[Saved entries]

┌──

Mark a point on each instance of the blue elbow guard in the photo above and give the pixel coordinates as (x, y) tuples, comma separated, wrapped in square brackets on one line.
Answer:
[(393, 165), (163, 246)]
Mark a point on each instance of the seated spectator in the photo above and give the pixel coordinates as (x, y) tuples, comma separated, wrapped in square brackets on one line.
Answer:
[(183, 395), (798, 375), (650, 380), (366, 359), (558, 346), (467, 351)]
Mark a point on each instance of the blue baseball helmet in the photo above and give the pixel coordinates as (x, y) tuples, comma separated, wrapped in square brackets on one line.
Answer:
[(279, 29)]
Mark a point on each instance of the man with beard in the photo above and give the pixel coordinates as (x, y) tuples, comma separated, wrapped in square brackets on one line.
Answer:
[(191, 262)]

└──

> _WHAT YOU ARE ASKED TO DO_
None of the records may be left out; each is to be restated exactly.

> _WORKED SOLUTION_
Mark a point on each instance of the blue elbow guard in the photo above and give the pixel coordinates as (x, y) tuples, comma separated, wrapped in square brackets on one line.
Answer:
[(393, 165), (163, 246)]
Mark a point on each instance of the seated spectator in the photo above and give the pixel coordinates as (x, y) tuples, comma separated, wrapped in square brackets on one line.
Answer:
[(183, 395), (798, 375), (650, 380), (366, 359), (558, 346), (467, 351)]
Mark a point on each instance of the blue baseball helmet in the photo above and give the pixel coordinates as (x, y) tuples, comma separated, wrapped in square brackets on one line.
Answer:
[(279, 29)]
Mark a point on each instance of the man with beard in the photo above and give the pixel coordinates as (x, y) tuples, comma separated, wrapped in square brackets on one line.
Answer:
[(191, 262)]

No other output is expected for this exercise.